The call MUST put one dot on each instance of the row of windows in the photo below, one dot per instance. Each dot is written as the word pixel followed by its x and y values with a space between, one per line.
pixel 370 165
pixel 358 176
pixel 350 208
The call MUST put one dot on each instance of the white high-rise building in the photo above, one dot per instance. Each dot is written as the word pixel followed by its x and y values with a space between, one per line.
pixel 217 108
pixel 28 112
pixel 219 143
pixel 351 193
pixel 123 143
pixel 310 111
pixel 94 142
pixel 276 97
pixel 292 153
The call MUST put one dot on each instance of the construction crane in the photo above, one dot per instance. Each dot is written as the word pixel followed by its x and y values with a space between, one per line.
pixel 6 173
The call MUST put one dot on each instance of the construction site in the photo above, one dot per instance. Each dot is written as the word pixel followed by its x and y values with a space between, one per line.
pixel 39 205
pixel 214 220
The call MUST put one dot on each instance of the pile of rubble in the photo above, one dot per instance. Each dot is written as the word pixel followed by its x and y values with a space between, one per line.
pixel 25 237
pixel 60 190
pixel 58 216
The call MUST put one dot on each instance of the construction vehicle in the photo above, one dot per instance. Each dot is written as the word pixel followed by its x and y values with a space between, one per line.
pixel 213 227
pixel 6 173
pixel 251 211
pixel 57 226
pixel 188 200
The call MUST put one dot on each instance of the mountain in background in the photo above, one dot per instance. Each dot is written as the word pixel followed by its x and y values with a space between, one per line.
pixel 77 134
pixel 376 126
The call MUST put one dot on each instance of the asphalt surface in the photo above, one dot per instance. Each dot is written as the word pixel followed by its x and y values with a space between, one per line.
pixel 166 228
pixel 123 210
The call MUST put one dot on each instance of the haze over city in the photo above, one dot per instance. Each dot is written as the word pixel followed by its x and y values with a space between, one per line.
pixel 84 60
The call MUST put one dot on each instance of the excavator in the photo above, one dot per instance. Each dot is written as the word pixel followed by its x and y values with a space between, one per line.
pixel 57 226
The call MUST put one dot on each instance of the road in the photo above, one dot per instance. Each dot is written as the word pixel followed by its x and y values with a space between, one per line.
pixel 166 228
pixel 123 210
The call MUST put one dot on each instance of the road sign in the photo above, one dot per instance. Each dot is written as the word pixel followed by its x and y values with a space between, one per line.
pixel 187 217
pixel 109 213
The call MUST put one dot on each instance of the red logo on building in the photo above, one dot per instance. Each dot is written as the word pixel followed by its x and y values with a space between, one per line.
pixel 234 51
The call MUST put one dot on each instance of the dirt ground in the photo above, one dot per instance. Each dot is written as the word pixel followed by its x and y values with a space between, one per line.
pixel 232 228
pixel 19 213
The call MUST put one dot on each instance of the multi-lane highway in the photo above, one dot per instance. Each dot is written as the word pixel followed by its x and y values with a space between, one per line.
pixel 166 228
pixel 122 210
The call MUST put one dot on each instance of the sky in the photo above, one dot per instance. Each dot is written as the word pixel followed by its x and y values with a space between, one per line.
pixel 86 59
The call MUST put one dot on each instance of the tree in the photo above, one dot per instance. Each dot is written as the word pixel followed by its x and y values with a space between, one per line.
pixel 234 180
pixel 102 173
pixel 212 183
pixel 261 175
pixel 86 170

Instructions to follow: Recreate the full listing above precisely.

Output below:
The call MUST put one dot on each instance of the row of windows in the photo below, one dot per instance. Each dot is written as the word pixel followed by its x and y values with a space between, one per line.
pixel 370 165
pixel 358 176
pixel 350 208
The call MUST put one dot on each instance of the white high-rise building in the photo above, one dot per instance. Each dot is written as the word pixel followed by its x and y values with a space between, one per line.
pixel 217 108
pixel 28 112
pixel 219 143
pixel 351 193
pixel 123 143
pixel 310 111
pixel 94 142
pixel 276 97
pixel 292 153
The call MUST put one dot on each instance of the construction crane in the photo above, one dot per instance. Each dot is written as the word pixel followed by its x and y values with a space between, one per line.
pixel 6 173
The call MUST put one dot on each instance of the construction site in the photo above, one dot per instance. Each dot is written as the word pixel followed by its x and y values with a space between, one per line.
pixel 39 205
pixel 214 220
The call MUST put one dot on each instance of the pile of rubble in the photo above, one dot per instance. Each dot is written as the word pixel followed by its x and y values with a space between, one per line.
pixel 25 237
pixel 60 190
pixel 58 216
The call MUST put one dot on each instance of the construction vehicle in the photo above, one dot per instance. Each dot is written as the word pixel followed by its x and y values with a space between, one per line.
pixel 213 227
pixel 6 173
pixel 251 211
pixel 57 226
pixel 188 200
The call MUST put one dot on each instance of the mountain in background in the photo above, one dot per instance. Each dot is written as the word pixel followed by its x and y values with a space between, one per line.
pixel 77 134
pixel 376 126
The call MUST put one dot on each instance of the asphalt surface in the photo above, one dot per instance. Each dot is written as the word pixel followed by its x and y values with a space between, one per line.
pixel 166 228
pixel 123 210
The call MUST put one dot on each instance of the haze over city in the photo above, one dot per instance. Each dot is written as the word pixel followed by its x and y values with a space between, one per line.
pixel 84 60
The call MUST put one dot on each instance of the excavator in the photo above, one dot per instance. Each dot is written as the word pixel followed by its x and y values with a space between, one per line.
pixel 57 226
The call MUST put one dot on each instance of the road in the photo above, one dot per instance. Each dot is written as the word pixel followed by its x and y values with a space between, one per line.
pixel 166 228
pixel 123 210
The call MUST put one dot on each instance of the road sign in the photo above, one dot per instance. Each dot is written as the word pixel followed by its x and y values with a space between, one per line.
pixel 187 217
pixel 109 213
The call MUST put one dot on each instance of the red logo on building in the photo above, one dot per instance. Each dot is written as the word pixel followed by its x and y values with a space between, one per line.
pixel 234 51
The call MUST put one dot on each instance of the dirt ground in the photo above, one dot per instance. Each dot is written as the word pixel followed by its x and y values with a space between, one per line.
pixel 232 228
pixel 19 213
The call MUST put one dot on each instance of the multi-lane highway in the photo above, one dot per instance. Each dot is written as the word pixel followed by its x and y values with a space between, one per line.
pixel 166 228
pixel 122 210
The call MUST put one dot on each instance of the sky in the photo above, one dot per instance. Each dot is written as the word pixel followed by its x and y values with a space between, one per line.
pixel 86 59
The call MUST put one dot on each instance of the tree in the photo above, one dot per instance. Each dot is written as the word pixel followed by its x and y values with a space between, one per line.
pixel 234 180
pixel 102 173
pixel 212 183
pixel 261 175
pixel 86 170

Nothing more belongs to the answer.